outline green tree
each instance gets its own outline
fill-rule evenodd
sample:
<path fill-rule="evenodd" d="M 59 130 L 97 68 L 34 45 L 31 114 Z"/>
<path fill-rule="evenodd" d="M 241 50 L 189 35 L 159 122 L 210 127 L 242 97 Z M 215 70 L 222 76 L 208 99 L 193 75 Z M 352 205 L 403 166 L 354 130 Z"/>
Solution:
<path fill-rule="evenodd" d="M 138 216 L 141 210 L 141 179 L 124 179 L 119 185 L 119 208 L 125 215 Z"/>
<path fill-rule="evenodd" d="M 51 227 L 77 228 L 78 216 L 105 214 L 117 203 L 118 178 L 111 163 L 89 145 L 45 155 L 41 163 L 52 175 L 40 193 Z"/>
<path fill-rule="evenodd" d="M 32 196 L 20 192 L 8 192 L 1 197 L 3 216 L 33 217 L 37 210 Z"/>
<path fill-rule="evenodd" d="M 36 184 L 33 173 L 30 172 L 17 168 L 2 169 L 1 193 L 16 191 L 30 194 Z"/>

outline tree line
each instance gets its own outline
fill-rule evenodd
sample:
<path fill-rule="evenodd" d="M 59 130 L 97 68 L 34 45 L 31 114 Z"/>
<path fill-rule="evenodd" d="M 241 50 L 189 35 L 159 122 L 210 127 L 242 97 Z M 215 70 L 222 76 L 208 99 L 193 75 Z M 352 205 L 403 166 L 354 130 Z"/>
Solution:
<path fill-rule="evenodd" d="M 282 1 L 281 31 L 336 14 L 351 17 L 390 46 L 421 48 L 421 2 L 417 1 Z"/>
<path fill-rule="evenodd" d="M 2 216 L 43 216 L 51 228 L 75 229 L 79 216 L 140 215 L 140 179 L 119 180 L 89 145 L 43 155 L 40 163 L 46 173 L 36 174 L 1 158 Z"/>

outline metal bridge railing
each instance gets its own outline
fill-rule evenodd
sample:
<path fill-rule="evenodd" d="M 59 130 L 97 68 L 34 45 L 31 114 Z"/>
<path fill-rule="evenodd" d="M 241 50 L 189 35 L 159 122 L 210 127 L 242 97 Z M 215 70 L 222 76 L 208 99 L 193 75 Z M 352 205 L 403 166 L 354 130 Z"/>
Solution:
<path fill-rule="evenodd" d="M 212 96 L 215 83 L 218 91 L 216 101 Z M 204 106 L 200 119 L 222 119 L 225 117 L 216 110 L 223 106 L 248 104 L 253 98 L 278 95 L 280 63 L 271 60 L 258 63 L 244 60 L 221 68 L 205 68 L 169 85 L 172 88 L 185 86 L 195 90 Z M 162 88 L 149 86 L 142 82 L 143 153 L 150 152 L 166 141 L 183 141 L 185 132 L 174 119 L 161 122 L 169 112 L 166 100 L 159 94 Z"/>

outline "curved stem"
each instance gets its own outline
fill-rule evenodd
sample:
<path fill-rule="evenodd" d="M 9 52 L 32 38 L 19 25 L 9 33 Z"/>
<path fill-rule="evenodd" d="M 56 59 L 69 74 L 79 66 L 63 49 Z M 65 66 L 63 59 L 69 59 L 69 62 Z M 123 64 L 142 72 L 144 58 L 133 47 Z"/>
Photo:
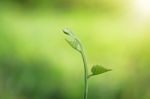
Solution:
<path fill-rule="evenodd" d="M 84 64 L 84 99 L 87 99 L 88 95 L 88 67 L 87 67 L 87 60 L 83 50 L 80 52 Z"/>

------------------------------------------------

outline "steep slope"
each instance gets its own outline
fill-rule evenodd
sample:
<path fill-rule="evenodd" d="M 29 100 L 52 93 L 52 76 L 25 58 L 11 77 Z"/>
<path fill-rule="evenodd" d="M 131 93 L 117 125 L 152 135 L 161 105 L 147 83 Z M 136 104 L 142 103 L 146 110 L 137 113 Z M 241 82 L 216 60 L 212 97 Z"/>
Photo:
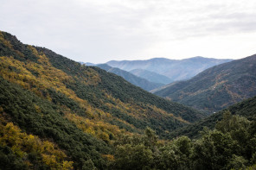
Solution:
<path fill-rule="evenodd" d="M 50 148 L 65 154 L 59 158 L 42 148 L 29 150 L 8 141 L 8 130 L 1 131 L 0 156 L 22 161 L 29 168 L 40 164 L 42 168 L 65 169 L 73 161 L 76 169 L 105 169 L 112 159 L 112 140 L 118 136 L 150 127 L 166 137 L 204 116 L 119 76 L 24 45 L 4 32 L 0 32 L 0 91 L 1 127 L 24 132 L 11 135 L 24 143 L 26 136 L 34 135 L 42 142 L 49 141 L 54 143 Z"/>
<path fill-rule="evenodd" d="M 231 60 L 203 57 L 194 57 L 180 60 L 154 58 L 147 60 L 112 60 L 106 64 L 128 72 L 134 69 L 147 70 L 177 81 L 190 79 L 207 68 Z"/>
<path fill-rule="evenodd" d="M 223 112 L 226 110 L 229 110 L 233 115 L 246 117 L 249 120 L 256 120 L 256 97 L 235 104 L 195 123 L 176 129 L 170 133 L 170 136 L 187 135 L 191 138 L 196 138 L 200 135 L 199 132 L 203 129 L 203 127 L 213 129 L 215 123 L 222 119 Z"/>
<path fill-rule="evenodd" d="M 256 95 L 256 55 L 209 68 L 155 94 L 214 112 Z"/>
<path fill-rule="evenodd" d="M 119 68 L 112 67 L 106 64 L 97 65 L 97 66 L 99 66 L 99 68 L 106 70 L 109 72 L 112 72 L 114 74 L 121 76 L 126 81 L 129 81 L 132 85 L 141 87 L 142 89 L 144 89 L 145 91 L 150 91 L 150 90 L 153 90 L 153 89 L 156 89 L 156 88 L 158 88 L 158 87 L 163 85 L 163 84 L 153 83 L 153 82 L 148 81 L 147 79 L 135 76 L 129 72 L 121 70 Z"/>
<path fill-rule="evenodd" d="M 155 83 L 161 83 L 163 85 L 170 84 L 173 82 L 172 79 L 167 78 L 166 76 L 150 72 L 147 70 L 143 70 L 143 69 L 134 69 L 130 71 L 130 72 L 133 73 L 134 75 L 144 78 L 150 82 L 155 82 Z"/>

------------------------------------------------

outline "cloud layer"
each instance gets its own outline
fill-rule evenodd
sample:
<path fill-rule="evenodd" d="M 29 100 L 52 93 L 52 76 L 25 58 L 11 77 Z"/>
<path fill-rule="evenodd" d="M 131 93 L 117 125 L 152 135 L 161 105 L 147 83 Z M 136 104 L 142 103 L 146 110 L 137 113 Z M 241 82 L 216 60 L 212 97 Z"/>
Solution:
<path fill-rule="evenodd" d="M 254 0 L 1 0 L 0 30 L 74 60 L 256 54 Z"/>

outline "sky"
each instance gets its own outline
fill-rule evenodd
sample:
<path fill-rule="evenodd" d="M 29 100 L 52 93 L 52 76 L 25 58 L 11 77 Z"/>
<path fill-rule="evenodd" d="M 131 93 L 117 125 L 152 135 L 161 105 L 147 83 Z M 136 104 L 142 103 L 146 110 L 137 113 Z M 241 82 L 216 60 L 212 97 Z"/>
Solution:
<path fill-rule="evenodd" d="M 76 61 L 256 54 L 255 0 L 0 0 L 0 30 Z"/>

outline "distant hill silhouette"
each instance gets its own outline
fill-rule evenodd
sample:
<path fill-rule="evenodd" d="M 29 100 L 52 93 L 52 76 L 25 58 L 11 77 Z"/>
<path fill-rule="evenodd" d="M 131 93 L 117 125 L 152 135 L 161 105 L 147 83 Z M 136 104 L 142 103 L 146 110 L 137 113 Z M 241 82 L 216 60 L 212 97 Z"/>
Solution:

------------------------------------------------

▶ _Short problem_
How many of the lines above contain the word "tree"? Reply with the number alone.

▶ _Exercise response_
2